-- BEGIN GIVEN RECORDS --
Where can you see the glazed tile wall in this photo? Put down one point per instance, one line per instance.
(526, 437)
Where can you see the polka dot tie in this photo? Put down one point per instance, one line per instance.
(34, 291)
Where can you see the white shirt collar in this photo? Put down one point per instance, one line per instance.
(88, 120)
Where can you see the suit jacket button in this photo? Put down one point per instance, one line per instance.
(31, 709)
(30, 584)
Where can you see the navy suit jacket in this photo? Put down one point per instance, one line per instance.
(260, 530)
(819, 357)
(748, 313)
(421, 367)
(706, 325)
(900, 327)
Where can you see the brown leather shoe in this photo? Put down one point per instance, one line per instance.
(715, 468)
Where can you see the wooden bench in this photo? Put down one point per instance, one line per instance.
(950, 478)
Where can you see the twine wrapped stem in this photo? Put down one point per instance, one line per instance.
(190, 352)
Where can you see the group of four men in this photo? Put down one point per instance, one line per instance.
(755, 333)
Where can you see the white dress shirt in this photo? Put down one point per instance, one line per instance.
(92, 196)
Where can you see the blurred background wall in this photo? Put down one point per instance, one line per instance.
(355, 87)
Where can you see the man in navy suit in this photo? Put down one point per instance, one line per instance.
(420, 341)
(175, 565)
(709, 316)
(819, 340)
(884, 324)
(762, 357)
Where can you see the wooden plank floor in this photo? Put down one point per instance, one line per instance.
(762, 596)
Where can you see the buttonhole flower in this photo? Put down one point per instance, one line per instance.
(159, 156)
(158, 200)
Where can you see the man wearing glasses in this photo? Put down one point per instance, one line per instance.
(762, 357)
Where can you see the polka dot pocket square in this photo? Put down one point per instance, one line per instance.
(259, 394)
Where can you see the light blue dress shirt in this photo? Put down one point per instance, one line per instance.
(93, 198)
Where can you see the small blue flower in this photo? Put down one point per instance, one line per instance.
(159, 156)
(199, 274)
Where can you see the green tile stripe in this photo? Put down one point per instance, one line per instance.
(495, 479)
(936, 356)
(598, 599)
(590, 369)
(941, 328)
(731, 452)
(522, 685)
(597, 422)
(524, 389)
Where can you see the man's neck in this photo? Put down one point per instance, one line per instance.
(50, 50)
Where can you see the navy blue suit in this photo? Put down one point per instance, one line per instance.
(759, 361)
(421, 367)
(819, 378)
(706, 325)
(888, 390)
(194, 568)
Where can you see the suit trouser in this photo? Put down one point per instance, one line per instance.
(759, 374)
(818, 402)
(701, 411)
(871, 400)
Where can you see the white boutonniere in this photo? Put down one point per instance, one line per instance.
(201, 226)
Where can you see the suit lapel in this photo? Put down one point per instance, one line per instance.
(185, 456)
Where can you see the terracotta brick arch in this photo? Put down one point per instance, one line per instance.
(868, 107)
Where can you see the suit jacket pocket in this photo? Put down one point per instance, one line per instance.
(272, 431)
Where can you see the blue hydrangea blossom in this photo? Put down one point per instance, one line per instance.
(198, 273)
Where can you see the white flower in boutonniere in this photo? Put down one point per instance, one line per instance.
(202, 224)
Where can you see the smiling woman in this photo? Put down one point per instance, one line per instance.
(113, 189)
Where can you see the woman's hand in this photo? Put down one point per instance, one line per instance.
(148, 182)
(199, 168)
-- END GIVEN RECORDS --
Rewrite all of the entries above as one numbered list, leaving out any blank lines.

> [REPLY TO THE EXERCISE]:
1. Where can you see the glazed tile wall in this photo? Put down one point per instance, one line per instance.
2. (526, 437)
3. Where can you see the polka dot tie in this photo? Put down one point per instance, one line per instance.
4. (34, 291)
5. Where can you see the white shirt collar in this photo? Put down one point per instance, one line per instance.
6. (88, 120)
7. Where can you see the suit jacket button in this photo? Put down one point per instance, one line per instance.
8. (31, 709)
9. (30, 584)
10. Where can you see the navy suit jacket in this photo? Put down one point per instance, one line per instance.
11. (260, 530)
12. (819, 357)
13. (748, 313)
14. (421, 367)
15. (706, 325)
16. (900, 327)
17. Where can you see the brown leather shoe in this photo? Put down one point per instance, one line per instance.
18. (715, 468)
19. Where can you see the wooden bench in this photo? Put down one point per instance, one line per instance.
20. (950, 478)
21. Where can you see the twine wrapped stem in this photo? Put down one point per instance, one line per instance.
22. (190, 352)
23. Where can you see the group of four men in this photo? Put down one point per instance, one line per instance.
24. (755, 333)
25. Where can you see the white dress shirt in this photo? Put down one point per instance, one line per instance.
26. (92, 196)
27. Where can you see the blurred background wall in this photo? Put down one point per instance, one line per instance.
28. (355, 87)
29. Where can you see the man in navy suit in this photo? Put down one point per instance, one line per instance.
30. (420, 341)
31. (175, 565)
32. (709, 316)
33. (819, 340)
34. (884, 324)
35. (762, 357)
36. Where can you see the wooden plank floor in this photo? Put down one point per instance, one line per instance.
37. (762, 596)
38. Where can you see the buttonhole flower in this photo? Put down one point per instance, one line per instance.
39. (159, 156)
40. (158, 200)
41. Where can you see the man wearing glasses in this photo? Put down one point per instance, one line per instance.
42. (762, 357)
43. Where can you see the polka dot pocket square in this photo? Put down one point per instance, one line per instance.
44. (259, 394)
45. Where can you see the light blue dress shirt in this photo? Put down one point per instance, one line per instance.
46. (93, 198)
47. Where can you see the small blue flower in this photo? Put down one point per instance, one line per instance.
48. (159, 156)
49. (199, 274)
50. Where can you see the green tile stripe in this photo? Put down one point per instance, one line per instance.
51. (495, 479)
52. (936, 356)
53. (598, 599)
54. (590, 369)
55. (941, 328)
56. (731, 452)
57. (522, 685)
58. (597, 422)
59. (524, 389)
60. Where can you see the man's neck in this photo? Put down one point per instance, one line per instance.
61. (50, 50)
62. Where can you see the navy blue suit in this photo? Put down one point per instance, one line per instance.
63. (759, 361)
64. (421, 367)
65. (819, 378)
66. (706, 325)
67. (888, 390)
68. (194, 568)
69. Where can you see the suit trouser in this photo? Put down one point per instance, one line per instance.
70. (759, 374)
71. (818, 402)
72. (701, 411)
73. (871, 400)
74. Where can you see the white boutonniere in this photo? Put down one point per instance, one line per instance.
75. (201, 226)
76. Where can you see the suit lapel in this photo? Put down one point per instance, one line per instance.
77. (185, 456)
78. Where can you see the terracotta brick arch in this photo? Put down one point per instance, one line per instance.
79. (868, 107)
80. Where can you see the suit jacket pocket in this photo? Put down one point per instance, one line per instance.
81. (272, 431)
82. Where can you see the blue hydrangea blossom in this photo? Put down one point per instance, one line per instance.
83. (198, 273)
84. Where can you see the white flower in boutonniere in this photo? Put down one point per instance, one line per instance.
85. (202, 224)
86. Where can you see the smiling woman in this photo? Put down one point per instance, one line per instance.
87. (113, 189)
88. Where can you see the woman's hand in this photo? Put down one point per instance, one line per instance.
89. (148, 182)
90. (199, 168)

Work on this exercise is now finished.